**Do this:**
From the material below, pull out every line that contains the word "backpack", matching case exactly.

**Data listing:**
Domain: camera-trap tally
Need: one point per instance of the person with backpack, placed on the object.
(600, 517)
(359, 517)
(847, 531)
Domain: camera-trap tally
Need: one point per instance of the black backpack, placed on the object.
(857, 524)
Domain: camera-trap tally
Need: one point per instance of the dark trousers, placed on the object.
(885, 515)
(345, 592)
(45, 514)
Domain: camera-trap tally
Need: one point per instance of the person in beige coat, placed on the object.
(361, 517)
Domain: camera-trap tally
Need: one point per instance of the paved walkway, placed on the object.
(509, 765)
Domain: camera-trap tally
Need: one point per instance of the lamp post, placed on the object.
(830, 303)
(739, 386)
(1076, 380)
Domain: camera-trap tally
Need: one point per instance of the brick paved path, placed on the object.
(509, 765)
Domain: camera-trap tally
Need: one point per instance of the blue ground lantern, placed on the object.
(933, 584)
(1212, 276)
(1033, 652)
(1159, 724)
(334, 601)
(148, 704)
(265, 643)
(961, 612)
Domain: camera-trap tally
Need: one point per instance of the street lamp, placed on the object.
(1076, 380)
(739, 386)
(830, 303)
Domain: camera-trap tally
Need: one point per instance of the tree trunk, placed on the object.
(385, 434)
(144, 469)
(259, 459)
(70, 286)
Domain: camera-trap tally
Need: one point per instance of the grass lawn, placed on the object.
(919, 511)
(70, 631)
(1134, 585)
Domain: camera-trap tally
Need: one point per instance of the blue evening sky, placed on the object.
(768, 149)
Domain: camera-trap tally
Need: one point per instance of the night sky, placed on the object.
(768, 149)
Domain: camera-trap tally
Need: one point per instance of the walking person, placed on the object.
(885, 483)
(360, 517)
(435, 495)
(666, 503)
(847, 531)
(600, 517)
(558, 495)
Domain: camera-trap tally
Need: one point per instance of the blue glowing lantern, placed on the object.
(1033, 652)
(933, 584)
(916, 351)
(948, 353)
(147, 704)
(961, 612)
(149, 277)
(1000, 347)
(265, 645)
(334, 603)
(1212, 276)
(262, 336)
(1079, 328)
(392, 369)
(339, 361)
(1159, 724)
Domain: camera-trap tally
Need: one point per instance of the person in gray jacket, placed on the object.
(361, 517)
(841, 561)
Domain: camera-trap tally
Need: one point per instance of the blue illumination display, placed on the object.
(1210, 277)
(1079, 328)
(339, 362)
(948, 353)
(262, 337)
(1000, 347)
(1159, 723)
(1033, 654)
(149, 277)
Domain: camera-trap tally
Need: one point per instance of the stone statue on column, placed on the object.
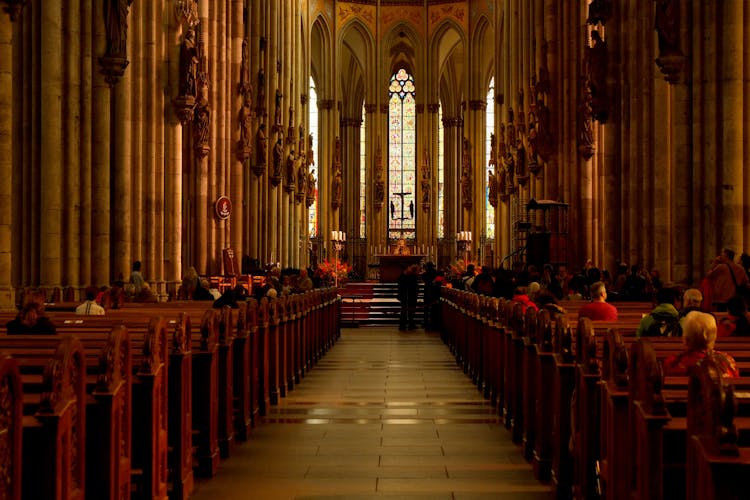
(466, 200)
(310, 192)
(425, 183)
(245, 88)
(337, 186)
(278, 153)
(585, 133)
(310, 152)
(202, 122)
(492, 187)
(671, 59)
(277, 111)
(115, 59)
(596, 60)
(261, 93)
(301, 180)
(261, 150)
(116, 14)
(188, 64)
(379, 184)
(290, 178)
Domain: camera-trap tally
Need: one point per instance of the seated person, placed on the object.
(31, 319)
(736, 322)
(146, 295)
(90, 307)
(691, 301)
(598, 309)
(483, 283)
(545, 299)
(304, 283)
(664, 318)
(699, 335)
(519, 295)
(202, 292)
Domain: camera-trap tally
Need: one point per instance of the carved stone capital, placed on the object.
(351, 122)
(671, 66)
(14, 8)
(184, 106)
(477, 104)
(113, 68)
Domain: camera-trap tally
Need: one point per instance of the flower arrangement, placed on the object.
(458, 268)
(327, 271)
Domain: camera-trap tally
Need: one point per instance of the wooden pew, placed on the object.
(717, 466)
(161, 461)
(11, 427)
(53, 385)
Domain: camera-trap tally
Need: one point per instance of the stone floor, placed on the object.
(385, 414)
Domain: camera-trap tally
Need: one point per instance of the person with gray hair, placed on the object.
(598, 309)
(692, 299)
(699, 335)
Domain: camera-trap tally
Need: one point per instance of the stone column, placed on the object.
(100, 153)
(51, 97)
(452, 146)
(7, 293)
(730, 122)
(71, 163)
(328, 129)
(237, 161)
(129, 223)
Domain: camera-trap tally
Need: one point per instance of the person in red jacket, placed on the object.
(598, 309)
(519, 295)
(699, 335)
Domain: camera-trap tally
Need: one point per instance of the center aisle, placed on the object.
(383, 414)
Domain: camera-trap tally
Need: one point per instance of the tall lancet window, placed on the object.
(402, 165)
(441, 174)
(362, 175)
(489, 130)
(312, 221)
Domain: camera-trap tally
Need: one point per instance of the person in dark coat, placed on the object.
(31, 320)
(407, 295)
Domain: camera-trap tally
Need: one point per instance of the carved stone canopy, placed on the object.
(14, 8)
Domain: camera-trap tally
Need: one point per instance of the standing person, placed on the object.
(407, 295)
(726, 277)
(598, 309)
(136, 278)
(90, 307)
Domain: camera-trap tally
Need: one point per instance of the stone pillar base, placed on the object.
(7, 298)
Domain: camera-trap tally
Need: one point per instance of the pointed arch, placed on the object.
(447, 55)
(357, 58)
(321, 55)
(483, 52)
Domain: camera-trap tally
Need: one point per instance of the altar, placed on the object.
(392, 265)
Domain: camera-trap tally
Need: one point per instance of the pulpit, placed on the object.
(391, 266)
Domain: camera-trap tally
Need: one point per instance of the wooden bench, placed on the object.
(53, 438)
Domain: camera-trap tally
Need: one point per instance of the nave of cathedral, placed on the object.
(385, 414)
(169, 131)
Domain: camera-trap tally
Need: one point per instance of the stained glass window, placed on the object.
(362, 176)
(312, 221)
(441, 174)
(402, 157)
(489, 129)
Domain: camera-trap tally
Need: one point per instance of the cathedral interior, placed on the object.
(496, 131)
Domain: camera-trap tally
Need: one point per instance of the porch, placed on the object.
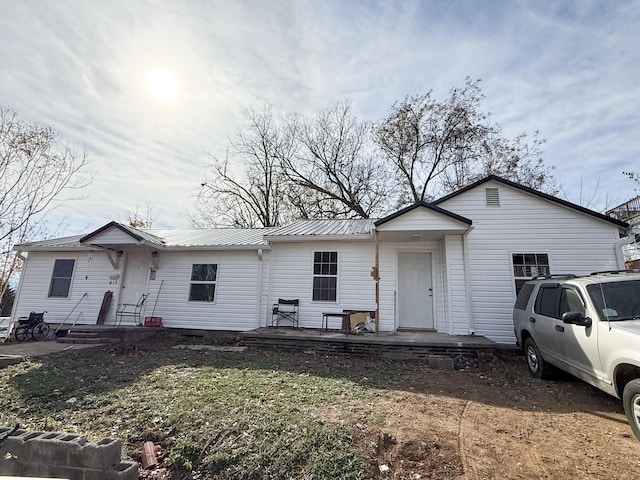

**The output:**
Need: one point per instance of the person with backpack, placed on the object.
Need: one point per instance of the black backpack, placed on the object.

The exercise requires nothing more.